◆ **Input**
****

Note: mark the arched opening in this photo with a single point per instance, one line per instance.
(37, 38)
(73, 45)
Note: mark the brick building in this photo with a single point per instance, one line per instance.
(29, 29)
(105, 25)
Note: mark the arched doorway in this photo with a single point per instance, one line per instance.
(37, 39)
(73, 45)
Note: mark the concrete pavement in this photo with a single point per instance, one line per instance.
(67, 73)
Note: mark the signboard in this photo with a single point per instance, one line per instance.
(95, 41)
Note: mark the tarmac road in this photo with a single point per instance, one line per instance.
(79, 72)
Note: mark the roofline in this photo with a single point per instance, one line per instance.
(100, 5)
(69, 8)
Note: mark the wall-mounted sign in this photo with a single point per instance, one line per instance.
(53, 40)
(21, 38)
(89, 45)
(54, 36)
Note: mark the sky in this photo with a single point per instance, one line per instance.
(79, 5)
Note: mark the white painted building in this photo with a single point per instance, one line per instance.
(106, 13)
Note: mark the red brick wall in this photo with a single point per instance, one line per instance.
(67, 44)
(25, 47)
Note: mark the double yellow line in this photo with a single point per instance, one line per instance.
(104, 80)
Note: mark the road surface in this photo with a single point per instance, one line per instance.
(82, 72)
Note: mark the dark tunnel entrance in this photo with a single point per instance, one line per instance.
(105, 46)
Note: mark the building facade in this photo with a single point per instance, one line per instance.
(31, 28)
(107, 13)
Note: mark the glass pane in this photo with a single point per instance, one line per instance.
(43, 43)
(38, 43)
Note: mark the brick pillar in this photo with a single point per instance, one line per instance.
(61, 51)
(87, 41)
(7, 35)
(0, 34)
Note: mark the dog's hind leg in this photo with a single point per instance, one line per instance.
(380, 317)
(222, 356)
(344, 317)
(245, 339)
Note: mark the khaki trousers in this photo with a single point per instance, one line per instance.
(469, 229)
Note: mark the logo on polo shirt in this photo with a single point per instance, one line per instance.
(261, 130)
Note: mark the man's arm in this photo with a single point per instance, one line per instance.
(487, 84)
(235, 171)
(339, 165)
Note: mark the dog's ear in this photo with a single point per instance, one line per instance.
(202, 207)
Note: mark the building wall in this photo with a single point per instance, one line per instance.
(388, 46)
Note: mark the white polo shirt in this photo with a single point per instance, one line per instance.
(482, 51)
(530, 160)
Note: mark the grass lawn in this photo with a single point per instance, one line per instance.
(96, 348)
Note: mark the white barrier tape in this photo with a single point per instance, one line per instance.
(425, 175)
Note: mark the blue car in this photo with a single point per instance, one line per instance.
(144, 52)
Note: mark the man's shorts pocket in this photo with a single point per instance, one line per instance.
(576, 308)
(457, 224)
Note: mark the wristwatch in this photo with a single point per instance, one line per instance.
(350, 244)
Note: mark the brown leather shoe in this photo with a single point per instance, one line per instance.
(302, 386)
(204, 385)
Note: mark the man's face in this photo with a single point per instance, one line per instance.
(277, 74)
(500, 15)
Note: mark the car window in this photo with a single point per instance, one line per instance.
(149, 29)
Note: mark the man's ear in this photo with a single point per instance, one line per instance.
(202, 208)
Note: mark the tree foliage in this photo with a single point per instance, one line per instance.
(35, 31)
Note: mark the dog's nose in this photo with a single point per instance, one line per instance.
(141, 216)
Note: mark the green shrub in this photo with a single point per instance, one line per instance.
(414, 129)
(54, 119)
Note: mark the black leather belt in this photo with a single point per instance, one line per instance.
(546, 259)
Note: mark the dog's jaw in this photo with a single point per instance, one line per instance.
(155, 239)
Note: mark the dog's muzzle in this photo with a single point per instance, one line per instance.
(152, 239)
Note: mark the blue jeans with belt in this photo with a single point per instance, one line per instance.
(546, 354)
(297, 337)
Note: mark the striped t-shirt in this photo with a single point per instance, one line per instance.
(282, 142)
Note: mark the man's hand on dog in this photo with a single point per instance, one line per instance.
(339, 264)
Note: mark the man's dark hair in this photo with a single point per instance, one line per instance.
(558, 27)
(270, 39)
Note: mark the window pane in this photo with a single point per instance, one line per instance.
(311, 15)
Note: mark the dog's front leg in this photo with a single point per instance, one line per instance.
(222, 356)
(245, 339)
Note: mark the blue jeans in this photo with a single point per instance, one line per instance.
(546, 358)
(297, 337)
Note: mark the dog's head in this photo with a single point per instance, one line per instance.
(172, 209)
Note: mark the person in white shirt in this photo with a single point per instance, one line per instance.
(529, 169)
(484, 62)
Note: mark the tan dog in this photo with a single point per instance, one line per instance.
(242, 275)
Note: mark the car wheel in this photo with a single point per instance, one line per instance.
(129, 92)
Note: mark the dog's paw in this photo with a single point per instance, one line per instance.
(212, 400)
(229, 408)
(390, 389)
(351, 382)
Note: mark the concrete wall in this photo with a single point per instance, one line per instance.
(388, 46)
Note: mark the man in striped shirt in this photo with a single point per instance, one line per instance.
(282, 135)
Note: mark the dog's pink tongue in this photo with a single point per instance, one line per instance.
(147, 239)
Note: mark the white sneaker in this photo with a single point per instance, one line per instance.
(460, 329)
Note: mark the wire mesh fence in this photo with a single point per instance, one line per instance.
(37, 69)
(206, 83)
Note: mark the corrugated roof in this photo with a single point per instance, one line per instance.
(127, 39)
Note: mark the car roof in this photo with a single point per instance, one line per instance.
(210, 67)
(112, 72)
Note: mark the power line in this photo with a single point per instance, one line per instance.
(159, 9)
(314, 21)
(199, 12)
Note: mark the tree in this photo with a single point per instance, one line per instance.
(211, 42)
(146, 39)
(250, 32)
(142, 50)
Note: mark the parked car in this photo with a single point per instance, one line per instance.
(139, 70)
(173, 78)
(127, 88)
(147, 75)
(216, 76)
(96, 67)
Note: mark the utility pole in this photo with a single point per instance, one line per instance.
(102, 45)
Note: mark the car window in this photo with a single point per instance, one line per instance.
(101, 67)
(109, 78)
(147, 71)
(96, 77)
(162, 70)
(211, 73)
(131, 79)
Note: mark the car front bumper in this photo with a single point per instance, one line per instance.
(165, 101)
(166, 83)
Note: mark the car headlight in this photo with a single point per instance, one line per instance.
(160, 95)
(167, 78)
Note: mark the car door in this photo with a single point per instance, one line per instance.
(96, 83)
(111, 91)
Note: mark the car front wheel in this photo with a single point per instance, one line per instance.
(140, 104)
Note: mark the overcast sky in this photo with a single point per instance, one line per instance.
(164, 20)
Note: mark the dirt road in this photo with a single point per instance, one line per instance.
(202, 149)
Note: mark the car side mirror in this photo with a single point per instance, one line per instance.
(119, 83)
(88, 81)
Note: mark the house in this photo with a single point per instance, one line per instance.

****

◆ **Aim**
Revise the rows above by changing each "single point" to "single marker", and keep everything else the same.

◆ **Expected output**
Note: mark the arched opening in this photo with a single marker per instance, one line per instance.
(37, 38)
(73, 45)
Note: mark the brick building in this photo with a single marker per instance, one line per instance.
(29, 29)
(105, 25)
Note: mark the arched doorway in this photo with a single marker per instance, one line per instance.
(37, 39)
(73, 45)
Note: mark the concrete pavement in this photo with a single marker per instance, one line per instance.
(67, 73)
Note: mark the signboard in this photo with a single marker per instance, one line per instance.
(95, 41)
Note: mark the tarmac road in this photo with a single marker per instance, one line per instance.
(79, 72)
Note: mark the roofline in this photo with a single marker per instance, one line per instance.
(100, 5)
(69, 8)
Note: mark the wall-mounted sign in this photo with a single marker per instance, one line per instance.
(53, 40)
(21, 38)
(89, 45)
(54, 36)
Note: mark the sky in this photo with a single marker per instance, one line per instance.
(79, 5)
Note: mark the white painted building in this photo with a single marker per instance, one line per instance.
(106, 13)
Note: mark the red brick wall in this photo with a single marker per instance, one line per instance.
(67, 44)
(25, 47)
Note: mark the double yellow line in this photo with a single marker per instance, one line per instance.
(104, 80)
Note: mark the road surface in this photo with a single marker per instance, one line per instance.
(82, 72)
Note: mark the dark tunnel entrance in this photo with a single marker per instance, one line per instance.
(105, 46)
Note: mark the building facade in this photo with a single marker per instance, one line per instance.
(31, 28)
(107, 13)
Note: mark the glass pane in this photo with a single marker per instance, one line per instance.
(43, 43)
(38, 43)
Note: mark the brick pillar in this photo with a single marker per instance, one line per instance.
(61, 51)
(87, 41)
(7, 35)
(0, 34)
Note: mark the dog's hind leg in this photo with a single marker per instance, one line per instance.
(380, 317)
(222, 356)
(344, 317)
(245, 339)
Note: mark the khaki trousers in this photo with a single marker per instance, one line per instance.
(469, 229)
Note: mark the logo on polo shirt in this photo with a single marker per instance, one line per instance.
(261, 130)
Note: mark the man's arm in this photo with a single marker per instance, one line per instance.
(487, 84)
(235, 171)
(339, 165)
Note: mark the dog's ear in this photo with a single marker per instance, one line per instance.
(202, 207)
Note: mark the building wall in this photo with a single marker per instance, one line per instance.
(388, 46)
Note: mark the white polo shirt in this photo with a single marker per instance, one line per instance.
(482, 51)
(530, 160)
Note: mark the grass lawn in this photo with a single marker per instance, one line per instance.
(96, 348)
Note: mark the white barrier tape in this photo with a single marker per instance, one line per instance.
(425, 175)
Note: mark the blue car in this photo with a single marker per instance, one line per instance.
(144, 52)
Note: mark the man's shorts pocket in this photo with a single marker per instance, one line per instance.
(576, 308)
(457, 224)
Note: mark the wristwatch in this photo with a single marker per instance, one line per instance.
(350, 244)
Note: mark the brown leather shoe in this photo with a single marker per instance, one line per instance.
(302, 386)
(204, 385)
Note: mark the man's face in this photo with a single marker per instance, one line per instance.
(277, 74)
(500, 15)
Note: mark the car window in this photo with a single marker per instance, one line per instance.
(149, 29)
Note: mark the man's ear in this photo with a single marker per instance, one line per instance.
(202, 208)
Note: mark the tree foliage in this photo with a single marker per instance, one line per instance.
(35, 31)
Note: mark the dog's nose in this photo with a single marker per instance, one line per instance.
(141, 216)
Note: mark the green shrub in this photo with a single marker per instance, one line per instance.
(414, 129)
(54, 119)
Note: mark the black leather belt in this photo with a single marker per instance, one line per instance.
(546, 259)
Note: mark the dog's jaw in this photo with a single marker per instance, one line per instance.
(155, 239)
Note: mark the dog's muzzle in this photo with a single marker per instance, one line per instance.
(152, 239)
Note: mark the blue jeans with belt in this photo with a single marker per instance, one line per instance.
(546, 354)
(297, 337)
Note: mark the striped t-shirt in this photo with a single marker per instance, one line per instance.
(282, 142)
Note: mark the man's hand on dog in this photo with a single marker per instance, one line per instance.
(339, 264)
Note: mark the man's dark hair in this photo with a single marker per instance, one line per instance.
(558, 27)
(270, 39)
Note: mark the window pane in this photo with a single marker per instance, one line per instance.
(311, 15)
Note: mark the dog's front leg in this photo with a single marker per instance, one line per instance.
(222, 356)
(245, 339)
Note: mark the blue jeans in this photo with a single marker per instance, one line per instance.
(546, 358)
(297, 337)
Note: mark the dog's head in this photo with a single marker per instance, one line per instance.
(172, 209)
Note: mark the person in white shirt in this photo with a single marker per instance, one line per instance.
(529, 169)
(484, 62)
Note: mark the tan dog in this photo with a single marker per instance, one line per instance.
(242, 275)
Note: mark the car wheel in this photo with a single marker per instance, one line per instance.
(129, 92)
Note: mark the dog's paw in this photo with a single marker per instance, one line per instance.
(212, 400)
(229, 408)
(390, 389)
(351, 382)
Note: mark the concrete wall in this photo with a single marker per instance, one line per instance.
(388, 46)
Note: mark the man in striped shirt in this photo with a single marker per instance, one line per instance.
(282, 135)
Note: mark the dog's pink tongue in this photo with a single marker per instance, one line per instance.
(147, 239)
Note: mark the white sneaker in this photo with a single marker per instance, one line per instance.
(460, 329)
Note: mark the wire mesh fence in this photo with a single marker per instance, one line per instance.
(37, 69)
(206, 83)
Note: mark the corrugated roof in this photo with a single marker per instance, one line per instance.
(127, 39)
Note: mark the car roof in this photo with a single marker per instance, one line per instance.
(210, 67)
(112, 72)
Note: mark the power line in this photo with a single marker per instance, one line per instance.
(159, 9)
(314, 21)
(199, 12)
Note: mark the tree in this photo with a single marker per instance, one line per instance.
(211, 42)
(146, 39)
(250, 32)
(142, 50)
Note: mark the parked car in this photo with a single marker per instance, one line per instance.
(139, 70)
(173, 78)
(127, 88)
(147, 75)
(216, 76)
(96, 67)
Note: mark the utility pole in this photo with a single marker per instance, one line per instance.
(102, 45)
Note: mark the car window in this photo with a single marker per instance, one line per instance.
(101, 67)
(109, 78)
(147, 71)
(96, 77)
(162, 70)
(211, 73)
(131, 79)
Note: mark the car front bumper in this photo with a single marker per instance, one line per instance.
(165, 101)
(166, 83)
Note: mark the car headlight in this photo with a single marker per instance, one line per instance.
(160, 95)
(167, 78)
Note: mark the car door in this photo with a single marker per instance, one line per instance.
(96, 83)
(111, 91)
Note: mark the car front wheel in this photo with a single marker per instance, one line per instance.
(140, 104)
Note: mark the overcast sky in this photo with a single marker per instance, one line per instance.
(164, 20)
Note: mark the dirt road in this photo with a single marker per instance, one line per instance.
(202, 149)
Note: mark the car side mirror in this photo with a single marker per instance, one line per instance.
(119, 83)
(88, 81)
Note: mark the house in this photo with a single marker per instance, one line per instance.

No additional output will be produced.